▶ **Exercise materials**
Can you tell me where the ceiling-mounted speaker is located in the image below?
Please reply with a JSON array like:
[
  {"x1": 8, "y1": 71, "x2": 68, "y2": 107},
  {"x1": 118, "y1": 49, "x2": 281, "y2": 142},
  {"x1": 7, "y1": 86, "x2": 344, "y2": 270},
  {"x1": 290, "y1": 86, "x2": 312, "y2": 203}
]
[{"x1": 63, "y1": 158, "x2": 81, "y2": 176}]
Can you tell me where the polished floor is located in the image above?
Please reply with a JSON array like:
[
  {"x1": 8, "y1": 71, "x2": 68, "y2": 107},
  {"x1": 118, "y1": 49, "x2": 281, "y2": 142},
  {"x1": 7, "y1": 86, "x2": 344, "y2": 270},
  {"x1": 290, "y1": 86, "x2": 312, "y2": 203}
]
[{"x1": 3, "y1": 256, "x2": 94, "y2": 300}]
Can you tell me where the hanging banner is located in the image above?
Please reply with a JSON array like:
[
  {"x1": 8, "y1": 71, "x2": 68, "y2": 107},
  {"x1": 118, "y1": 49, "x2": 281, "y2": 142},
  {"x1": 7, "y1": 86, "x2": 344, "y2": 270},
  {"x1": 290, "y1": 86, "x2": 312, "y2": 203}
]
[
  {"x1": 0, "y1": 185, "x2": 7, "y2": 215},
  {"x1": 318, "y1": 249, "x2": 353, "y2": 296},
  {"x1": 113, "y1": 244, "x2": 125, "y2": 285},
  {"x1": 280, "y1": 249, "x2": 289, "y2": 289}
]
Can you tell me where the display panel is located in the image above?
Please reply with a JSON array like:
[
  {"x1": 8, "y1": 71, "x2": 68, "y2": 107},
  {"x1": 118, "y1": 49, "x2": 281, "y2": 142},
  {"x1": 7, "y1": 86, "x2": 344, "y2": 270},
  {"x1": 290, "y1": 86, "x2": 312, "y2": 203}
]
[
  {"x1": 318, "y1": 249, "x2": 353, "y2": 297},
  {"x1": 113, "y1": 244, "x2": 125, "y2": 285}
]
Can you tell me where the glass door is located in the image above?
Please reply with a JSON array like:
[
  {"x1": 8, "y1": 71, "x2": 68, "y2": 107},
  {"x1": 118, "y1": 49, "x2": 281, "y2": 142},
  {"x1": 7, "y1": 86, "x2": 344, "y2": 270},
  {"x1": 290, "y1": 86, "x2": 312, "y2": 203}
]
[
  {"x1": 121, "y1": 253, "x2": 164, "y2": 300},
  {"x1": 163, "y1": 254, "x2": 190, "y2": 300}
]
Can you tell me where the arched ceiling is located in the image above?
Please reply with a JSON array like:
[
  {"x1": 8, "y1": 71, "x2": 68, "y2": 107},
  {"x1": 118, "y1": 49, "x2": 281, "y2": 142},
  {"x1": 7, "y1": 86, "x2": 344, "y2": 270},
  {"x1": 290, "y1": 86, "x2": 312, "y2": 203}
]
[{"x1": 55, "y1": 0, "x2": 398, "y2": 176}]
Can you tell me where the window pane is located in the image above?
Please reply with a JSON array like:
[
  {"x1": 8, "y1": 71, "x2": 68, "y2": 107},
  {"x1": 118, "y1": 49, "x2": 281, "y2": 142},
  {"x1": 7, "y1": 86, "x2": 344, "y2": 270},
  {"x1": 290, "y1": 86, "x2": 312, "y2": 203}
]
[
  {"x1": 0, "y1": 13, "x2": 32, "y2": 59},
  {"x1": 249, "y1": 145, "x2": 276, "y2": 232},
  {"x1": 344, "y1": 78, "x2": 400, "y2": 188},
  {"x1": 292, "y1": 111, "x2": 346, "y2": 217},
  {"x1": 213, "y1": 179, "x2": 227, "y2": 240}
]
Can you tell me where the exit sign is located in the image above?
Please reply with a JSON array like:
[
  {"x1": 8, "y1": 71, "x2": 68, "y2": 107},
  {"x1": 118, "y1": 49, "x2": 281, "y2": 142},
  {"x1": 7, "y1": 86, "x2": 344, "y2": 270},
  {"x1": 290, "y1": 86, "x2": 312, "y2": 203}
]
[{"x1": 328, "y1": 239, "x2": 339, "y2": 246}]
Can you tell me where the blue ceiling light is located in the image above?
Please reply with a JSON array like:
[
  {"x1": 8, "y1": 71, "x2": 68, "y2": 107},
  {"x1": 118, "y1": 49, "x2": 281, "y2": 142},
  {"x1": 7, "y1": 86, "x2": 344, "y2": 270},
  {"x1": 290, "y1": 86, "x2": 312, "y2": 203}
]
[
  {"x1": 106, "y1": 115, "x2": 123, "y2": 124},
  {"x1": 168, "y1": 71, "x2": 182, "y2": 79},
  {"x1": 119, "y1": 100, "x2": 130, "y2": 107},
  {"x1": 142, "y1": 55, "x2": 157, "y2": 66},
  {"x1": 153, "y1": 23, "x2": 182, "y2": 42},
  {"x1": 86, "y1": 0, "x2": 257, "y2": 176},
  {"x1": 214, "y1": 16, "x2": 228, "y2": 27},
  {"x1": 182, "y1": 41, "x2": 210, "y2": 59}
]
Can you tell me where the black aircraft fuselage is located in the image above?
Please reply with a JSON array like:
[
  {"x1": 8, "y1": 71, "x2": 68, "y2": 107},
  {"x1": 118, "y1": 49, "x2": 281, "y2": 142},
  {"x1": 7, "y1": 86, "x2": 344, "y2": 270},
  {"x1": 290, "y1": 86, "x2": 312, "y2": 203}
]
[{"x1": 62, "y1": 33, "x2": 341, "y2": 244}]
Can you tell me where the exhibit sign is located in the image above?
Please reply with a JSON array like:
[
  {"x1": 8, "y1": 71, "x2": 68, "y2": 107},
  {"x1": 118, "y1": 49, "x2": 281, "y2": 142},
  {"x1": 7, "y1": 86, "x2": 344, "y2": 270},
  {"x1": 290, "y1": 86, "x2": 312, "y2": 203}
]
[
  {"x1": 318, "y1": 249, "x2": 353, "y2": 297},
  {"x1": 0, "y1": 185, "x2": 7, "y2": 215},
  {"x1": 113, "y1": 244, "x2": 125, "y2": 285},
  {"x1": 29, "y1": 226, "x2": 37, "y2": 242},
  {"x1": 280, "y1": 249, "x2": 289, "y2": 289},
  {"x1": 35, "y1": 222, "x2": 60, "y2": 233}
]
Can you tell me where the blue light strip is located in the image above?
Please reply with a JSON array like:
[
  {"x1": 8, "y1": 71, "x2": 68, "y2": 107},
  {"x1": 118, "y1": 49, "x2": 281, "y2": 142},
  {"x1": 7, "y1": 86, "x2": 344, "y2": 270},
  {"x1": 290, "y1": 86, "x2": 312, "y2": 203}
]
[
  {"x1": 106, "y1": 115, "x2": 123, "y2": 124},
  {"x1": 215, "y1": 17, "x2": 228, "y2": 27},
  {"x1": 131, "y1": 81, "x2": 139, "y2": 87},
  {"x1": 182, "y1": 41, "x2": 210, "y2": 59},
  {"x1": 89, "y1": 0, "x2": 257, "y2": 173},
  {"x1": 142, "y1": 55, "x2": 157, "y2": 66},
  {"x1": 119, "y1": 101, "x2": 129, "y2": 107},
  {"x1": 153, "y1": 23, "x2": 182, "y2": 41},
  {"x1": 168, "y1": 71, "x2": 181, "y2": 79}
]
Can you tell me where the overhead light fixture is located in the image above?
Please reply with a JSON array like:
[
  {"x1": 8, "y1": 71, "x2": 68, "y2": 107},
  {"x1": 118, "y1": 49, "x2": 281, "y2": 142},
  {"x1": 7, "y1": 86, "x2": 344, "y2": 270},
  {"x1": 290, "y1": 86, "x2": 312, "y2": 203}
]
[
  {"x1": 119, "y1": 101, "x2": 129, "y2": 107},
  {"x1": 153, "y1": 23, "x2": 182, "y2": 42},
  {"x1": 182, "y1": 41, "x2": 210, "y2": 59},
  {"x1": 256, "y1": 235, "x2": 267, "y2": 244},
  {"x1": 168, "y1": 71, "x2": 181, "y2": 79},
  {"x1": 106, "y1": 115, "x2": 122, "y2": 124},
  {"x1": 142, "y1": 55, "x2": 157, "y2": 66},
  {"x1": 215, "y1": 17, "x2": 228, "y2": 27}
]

▶ **Work to be completed**
Reproduce the rows above without any change, from the line that contains "Can you tell me where the overhead" through the end of the rows, with both the first and the last line included.

▶ **Finished task**
Can you tell me where the overhead light fixture is located in the image above?
Please reply with a JSON array like:
[
  {"x1": 8, "y1": 71, "x2": 68, "y2": 107},
  {"x1": 118, "y1": 49, "x2": 281, "y2": 142},
  {"x1": 7, "y1": 86, "x2": 344, "y2": 270},
  {"x1": 290, "y1": 86, "x2": 312, "y2": 203}
]
[
  {"x1": 119, "y1": 101, "x2": 129, "y2": 107},
  {"x1": 153, "y1": 23, "x2": 182, "y2": 42},
  {"x1": 182, "y1": 41, "x2": 210, "y2": 59},
  {"x1": 256, "y1": 235, "x2": 267, "y2": 244},
  {"x1": 168, "y1": 71, "x2": 181, "y2": 79},
  {"x1": 106, "y1": 115, "x2": 122, "y2": 124},
  {"x1": 142, "y1": 55, "x2": 157, "y2": 66},
  {"x1": 215, "y1": 17, "x2": 228, "y2": 27}
]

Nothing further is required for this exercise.